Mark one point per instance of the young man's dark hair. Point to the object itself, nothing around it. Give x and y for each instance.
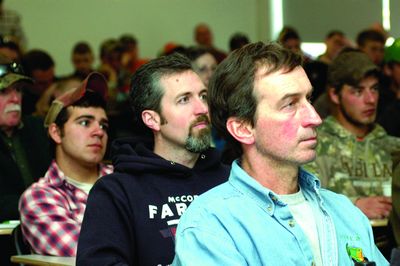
(238, 40)
(36, 59)
(81, 48)
(147, 78)
(242, 102)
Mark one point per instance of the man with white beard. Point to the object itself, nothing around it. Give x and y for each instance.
(24, 152)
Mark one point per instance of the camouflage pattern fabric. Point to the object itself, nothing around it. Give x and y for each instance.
(350, 166)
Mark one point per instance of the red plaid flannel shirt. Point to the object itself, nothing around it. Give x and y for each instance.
(52, 211)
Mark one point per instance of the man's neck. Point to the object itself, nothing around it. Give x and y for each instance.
(280, 177)
(175, 154)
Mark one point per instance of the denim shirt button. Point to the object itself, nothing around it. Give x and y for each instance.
(292, 223)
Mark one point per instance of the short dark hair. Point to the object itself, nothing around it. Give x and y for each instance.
(237, 41)
(36, 60)
(333, 33)
(89, 99)
(369, 35)
(82, 48)
(231, 88)
(146, 92)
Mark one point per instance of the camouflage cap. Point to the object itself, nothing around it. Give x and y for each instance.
(10, 72)
(392, 53)
(94, 82)
(350, 68)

• _Instructions to follow_:
Arrange all the records above as a two-column CSV with the header row instruction,points. Put one row per record, with its text and its answer each in a single quoted field, line breaks replaced by spaces and pictures omitted.

• _Response to the task_:
instruction,points
"Mark one point per instance of the young man's dark hair. Point to the object itself, nothing around it. Give x and y for each instance.","(238, 40) (36, 59) (81, 48) (147, 78) (242, 102)"
"Mark one point per instance of the man with white beard. Point to the object itself, nothing around it. Give x and y for each instance.","(24, 152)"
"Mark one point per instance of the camouflage pattern fabric. Point to the object itself, nothing around it. Give x and y for each instance.","(350, 166)"
"Mark one point per instance of the red plaid flannel shirt. Point to the object itself, nothing around it. Give x and y for each instance.","(52, 211)"
"Mark one point per instance of the man's neck. Point to the object itself, nothing around it. Give x and y for each instance.","(280, 177) (175, 154)"
"Mark one point per instance of the denim shirt button. Point to the object itself, nothing around it. Give x and y for each instance.","(292, 223)"
"Mark one point per instance of the short dark hair. Point to the object itself, nothing around it. Give x and y for each instance.","(237, 41) (36, 60) (333, 33) (89, 99) (369, 35) (82, 48) (231, 88) (146, 92)"
"Mark one point per instance of the camouflage cap. Point to the object itself, nothing around it. Give x and y for each instance.","(10, 72) (392, 53) (94, 82) (350, 68)"